Fragmento proporcionado =>

----------------

Algunos autores niegan la existencia o la singularidad de la actual desorientación de la Iglesia, aduciendo la dualidad y antagonismos existentes entre la Iglesia y el mundo o entre el reino de Dios y el reino del hombre, antagonismo inherente a la naturaleza del mundo y de la Iglesia. Pero tal negación no nos parece correcta, porque la oposición verdaderamente esencial no tiene lugar entre el Evangelio y el mundo entendido como totalidad de las criaturas (a quienes Cristo viene a salvar), sino entre el Evangelio y el mundo en cuanto in maligno positus (I Juan 5, 19), marcado por el pecado y orientado hacia el pecado, y por el cual Cristo no reza (Juan 17, 9). 

Dicha oposición esencial podrá ampliarse o reducirse según que el mundo como totalidad coincida más o menos con el mundo del Maligno, pero jamás debe olvidarse esa distinción ni creer esencial una oposición que, con extensión e intensidad diversas, es solamente accidental.

----------------

Según el fragmento sobre la desorientación de la Iglesia, ¿entre qué tiene lugar la oposición verdaderamente esencial? Responde en una oración, por favor.

Registros guardados =>
----------------

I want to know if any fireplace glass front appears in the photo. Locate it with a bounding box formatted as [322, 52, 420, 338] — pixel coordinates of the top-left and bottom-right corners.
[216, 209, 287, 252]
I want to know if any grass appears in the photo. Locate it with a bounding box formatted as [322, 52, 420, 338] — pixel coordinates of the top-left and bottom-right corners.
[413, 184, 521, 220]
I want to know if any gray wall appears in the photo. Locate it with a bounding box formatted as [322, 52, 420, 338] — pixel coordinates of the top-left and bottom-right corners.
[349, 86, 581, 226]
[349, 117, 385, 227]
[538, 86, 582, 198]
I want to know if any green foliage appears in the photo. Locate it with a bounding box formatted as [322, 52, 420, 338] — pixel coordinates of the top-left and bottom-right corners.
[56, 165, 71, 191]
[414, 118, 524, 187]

----------------

Solución => Entre el Evangelio y el mundo en cuanto in maligno positus, marcado por el pecado y orientado hacia el pecado.